(EXERCISE INPUTS)
-------

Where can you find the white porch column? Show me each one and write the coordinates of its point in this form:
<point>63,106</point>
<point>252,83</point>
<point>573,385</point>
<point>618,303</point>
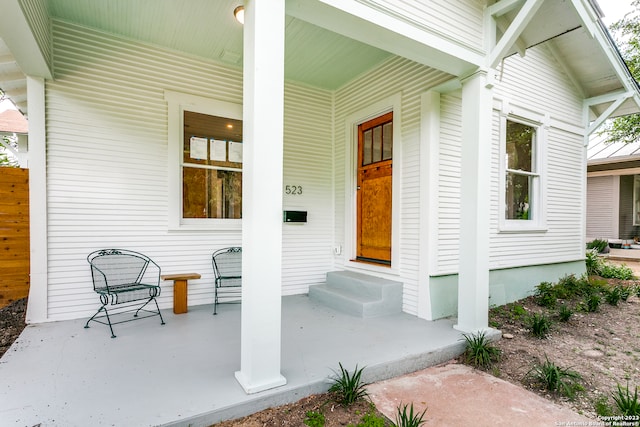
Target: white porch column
<point>37,162</point>
<point>263,109</point>
<point>473,278</point>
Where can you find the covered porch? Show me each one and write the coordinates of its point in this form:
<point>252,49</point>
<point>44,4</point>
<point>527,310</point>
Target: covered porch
<point>182,373</point>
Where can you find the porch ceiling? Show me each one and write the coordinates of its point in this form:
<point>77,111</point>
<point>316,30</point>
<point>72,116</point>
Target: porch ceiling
<point>329,58</point>
<point>207,29</point>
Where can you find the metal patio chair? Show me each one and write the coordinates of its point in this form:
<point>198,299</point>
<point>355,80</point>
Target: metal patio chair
<point>126,281</point>
<point>227,268</point>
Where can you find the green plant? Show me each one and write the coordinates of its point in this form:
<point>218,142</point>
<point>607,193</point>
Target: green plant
<point>591,303</point>
<point>625,292</point>
<point>593,262</point>
<point>612,295</point>
<point>518,311</point>
<point>626,403</point>
<point>348,387</point>
<point>409,419</point>
<point>314,419</point>
<point>539,325</point>
<point>565,313</point>
<point>602,407</point>
<point>479,351</point>
<point>371,420</point>
<point>545,295</point>
<point>569,286</point>
<point>555,378</point>
<point>598,244</point>
<point>611,271</point>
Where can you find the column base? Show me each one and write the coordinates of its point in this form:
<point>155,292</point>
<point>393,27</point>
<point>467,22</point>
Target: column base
<point>251,388</point>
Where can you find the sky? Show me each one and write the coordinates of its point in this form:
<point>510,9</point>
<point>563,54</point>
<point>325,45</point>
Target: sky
<point>613,10</point>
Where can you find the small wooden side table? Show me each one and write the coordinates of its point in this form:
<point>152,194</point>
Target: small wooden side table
<point>180,290</point>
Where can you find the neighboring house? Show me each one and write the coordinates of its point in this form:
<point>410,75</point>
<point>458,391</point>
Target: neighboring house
<point>440,144</point>
<point>613,190</point>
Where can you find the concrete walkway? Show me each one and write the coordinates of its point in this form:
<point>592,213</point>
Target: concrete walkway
<point>457,395</point>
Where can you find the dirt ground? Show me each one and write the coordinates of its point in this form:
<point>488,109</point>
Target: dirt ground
<point>603,347</point>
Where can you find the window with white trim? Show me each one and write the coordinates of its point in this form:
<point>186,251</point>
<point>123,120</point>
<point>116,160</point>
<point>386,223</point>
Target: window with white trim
<point>636,200</point>
<point>522,174</point>
<point>211,167</point>
<point>205,163</point>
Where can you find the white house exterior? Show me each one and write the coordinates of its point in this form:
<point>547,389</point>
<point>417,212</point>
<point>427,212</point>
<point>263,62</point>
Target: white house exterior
<point>107,84</point>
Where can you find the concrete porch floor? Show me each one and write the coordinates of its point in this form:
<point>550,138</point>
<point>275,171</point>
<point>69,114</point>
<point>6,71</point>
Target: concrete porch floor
<point>182,373</point>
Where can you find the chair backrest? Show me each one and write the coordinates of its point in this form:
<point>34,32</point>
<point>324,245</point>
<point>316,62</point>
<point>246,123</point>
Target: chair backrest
<point>117,267</point>
<point>227,266</point>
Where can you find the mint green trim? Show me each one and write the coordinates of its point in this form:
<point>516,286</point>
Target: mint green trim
<point>505,285</point>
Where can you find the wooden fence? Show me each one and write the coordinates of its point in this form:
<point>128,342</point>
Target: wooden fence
<point>14,234</point>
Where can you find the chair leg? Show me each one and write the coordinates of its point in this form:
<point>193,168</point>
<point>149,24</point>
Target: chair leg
<point>157,309</point>
<point>159,314</point>
<point>103,308</point>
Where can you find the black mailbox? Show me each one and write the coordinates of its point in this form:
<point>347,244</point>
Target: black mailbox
<point>295,216</point>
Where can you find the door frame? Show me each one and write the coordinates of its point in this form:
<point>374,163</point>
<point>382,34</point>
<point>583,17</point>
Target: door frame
<point>390,104</point>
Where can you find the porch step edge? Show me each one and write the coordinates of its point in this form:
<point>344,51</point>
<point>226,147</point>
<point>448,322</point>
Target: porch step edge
<point>358,294</point>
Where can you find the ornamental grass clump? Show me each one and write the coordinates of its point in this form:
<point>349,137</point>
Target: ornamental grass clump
<point>599,245</point>
<point>555,378</point>
<point>479,351</point>
<point>409,418</point>
<point>545,295</point>
<point>539,325</point>
<point>348,387</point>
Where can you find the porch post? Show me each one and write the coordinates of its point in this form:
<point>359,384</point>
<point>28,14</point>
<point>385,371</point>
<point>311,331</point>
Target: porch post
<point>473,277</point>
<point>263,109</point>
<point>37,306</point>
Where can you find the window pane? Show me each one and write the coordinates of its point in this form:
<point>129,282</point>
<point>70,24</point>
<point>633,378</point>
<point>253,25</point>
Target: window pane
<point>208,140</point>
<point>210,193</point>
<point>366,151</point>
<point>520,140</point>
<point>518,196</point>
<point>377,143</point>
<point>387,141</point>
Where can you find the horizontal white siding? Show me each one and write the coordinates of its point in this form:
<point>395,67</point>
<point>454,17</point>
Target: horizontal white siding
<point>602,207</point>
<point>536,83</point>
<point>460,20</point>
<point>107,166</point>
<point>394,76</point>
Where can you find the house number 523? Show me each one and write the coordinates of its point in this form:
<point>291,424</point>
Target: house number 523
<point>294,190</point>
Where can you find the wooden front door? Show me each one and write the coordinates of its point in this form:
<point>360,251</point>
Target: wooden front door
<point>375,148</point>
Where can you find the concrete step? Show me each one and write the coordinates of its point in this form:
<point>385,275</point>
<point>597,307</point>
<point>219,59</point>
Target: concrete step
<point>359,294</point>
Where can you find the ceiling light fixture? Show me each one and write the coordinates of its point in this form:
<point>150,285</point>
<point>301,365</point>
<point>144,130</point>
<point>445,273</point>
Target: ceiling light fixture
<point>238,12</point>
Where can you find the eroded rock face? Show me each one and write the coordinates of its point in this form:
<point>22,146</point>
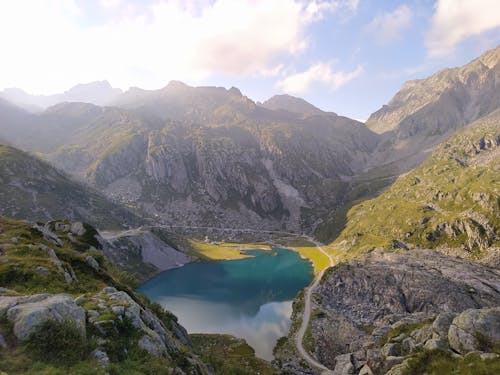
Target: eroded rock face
<point>156,339</point>
<point>101,316</point>
<point>28,314</point>
<point>383,309</point>
<point>475,330</point>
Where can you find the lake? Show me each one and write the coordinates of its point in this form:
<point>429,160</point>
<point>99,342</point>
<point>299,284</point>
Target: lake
<point>249,298</point>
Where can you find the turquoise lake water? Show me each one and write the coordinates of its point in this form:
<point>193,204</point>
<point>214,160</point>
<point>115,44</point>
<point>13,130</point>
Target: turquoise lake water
<point>249,298</point>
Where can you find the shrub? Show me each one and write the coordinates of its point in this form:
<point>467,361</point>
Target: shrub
<point>57,342</point>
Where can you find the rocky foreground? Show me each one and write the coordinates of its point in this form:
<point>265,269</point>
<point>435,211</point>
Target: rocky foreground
<point>65,308</point>
<point>401,313</point>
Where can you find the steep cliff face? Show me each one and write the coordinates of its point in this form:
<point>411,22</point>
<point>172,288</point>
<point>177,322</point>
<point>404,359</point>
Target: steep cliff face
<point>389,312</point>
<point>207,156</point>
<point>425,112</point>
<point>32,189</point>
<point>450,202</point>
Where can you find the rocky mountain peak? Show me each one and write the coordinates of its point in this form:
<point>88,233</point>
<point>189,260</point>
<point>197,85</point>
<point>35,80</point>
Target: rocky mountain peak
<point>291,104</point>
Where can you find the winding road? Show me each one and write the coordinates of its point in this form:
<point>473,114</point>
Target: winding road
<point>306,316</point>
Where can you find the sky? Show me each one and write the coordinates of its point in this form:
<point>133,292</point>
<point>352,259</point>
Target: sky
<point>345,56</point>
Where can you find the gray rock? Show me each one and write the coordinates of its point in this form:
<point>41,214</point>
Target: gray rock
<point>475,329</point>
<point>390,350</point>
<point>152,344</point>
<point>488,356</point>
<point>118,310</point>
<point>80,300</point>
<point>399,338</point>
<point>92,315</point>
<point>92,263</point>
<point>105,327</point>
<point>3,342</point>
<point>77,228</point>
<point>423,334</point>
<point>28,314</point>
<point>408,345</point>
<point>109,289</point>
<point>365,370</point>
<point>4,291</point>
<point>380,332</point>
<point>435,344</point>
<point>442,323</point>
<point>101,357</point>
<point>390,362</point>
<point>61,227</point>
<point>6,302</point>
<point>42,271</point>
<point>399,369</point>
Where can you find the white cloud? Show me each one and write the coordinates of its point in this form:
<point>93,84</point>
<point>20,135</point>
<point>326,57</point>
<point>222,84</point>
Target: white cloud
<point>321,73</point>
<point>49,45</point>
<point>109,3</point>
<point>456,20</point>
<point>388,27</point>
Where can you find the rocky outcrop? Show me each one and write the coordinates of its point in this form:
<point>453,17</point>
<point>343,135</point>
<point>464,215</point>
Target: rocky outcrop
<point>427,111</point>
<point>475,330</point>
<point>110,307</point>
<point>142,252</point>
<point>32,189</point>
<point>377,312</point>
<point>106,317</point>
<point>29,313</point>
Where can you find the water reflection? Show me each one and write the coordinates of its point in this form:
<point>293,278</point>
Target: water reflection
<point>248,298</point>
<point>261,331</point>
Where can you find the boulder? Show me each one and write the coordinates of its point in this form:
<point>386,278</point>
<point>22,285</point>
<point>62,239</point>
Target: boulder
<point>442,323</point>
<point>30,313</point>
<point>153,344</point>
<point>475,329</point>
<point>365,370</point>
<point>78,229</point>
<point>343,365</point>
<point>101,357</point>
<point>92,263</point>
<point>435,344</point>
<point>3,342</point>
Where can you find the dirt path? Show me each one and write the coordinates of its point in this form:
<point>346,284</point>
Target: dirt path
<point>307,312</point>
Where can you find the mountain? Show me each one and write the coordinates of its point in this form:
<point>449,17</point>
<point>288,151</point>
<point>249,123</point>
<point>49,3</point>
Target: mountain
<point>291,104</point>
<point>450,202</point>
<point>425,112</point>
<point>416,312</point>
<point>32,189</point>
<point>99,93</point>
<point>205,156</point>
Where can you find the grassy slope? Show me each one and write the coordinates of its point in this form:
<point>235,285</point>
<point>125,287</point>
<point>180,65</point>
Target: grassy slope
<point>32,189</point>
<point>451,200</point>
<point>308,250</point>
<point>22,251</point>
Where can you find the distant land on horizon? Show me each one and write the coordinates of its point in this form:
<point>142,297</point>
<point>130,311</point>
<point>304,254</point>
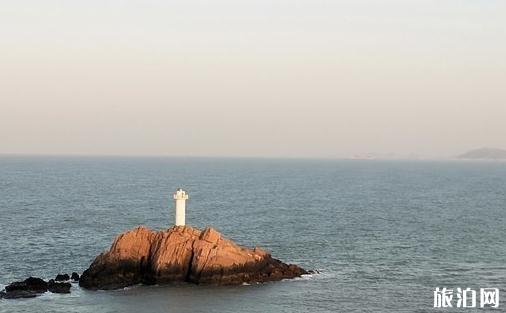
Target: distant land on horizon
<point>484,154</point>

-------

(TRY IT) From the material above, set down exactly the lines starting at the one with "Where can you find the black" and ending at the one with "<point>344,51</point>", end lines included.

(OUTPUT FOR THIS TASK)
Where can you find the black mailbox? Show me each one and write the coordinates of its point in this form:
<point>347,244</point>
Target: black mailbox
<point>295,216</point>
Where can you find the door frame? Show me each one and write the coordinates of its point in this form:
<point>374,163</point>
<point>382,34</point>
<point>583,17</point>
Target: door frame
<point>390,104</point>
Where can you find the porch step edge? Show me each one and write the coordinates of its point in this form:
<point>344,51</point>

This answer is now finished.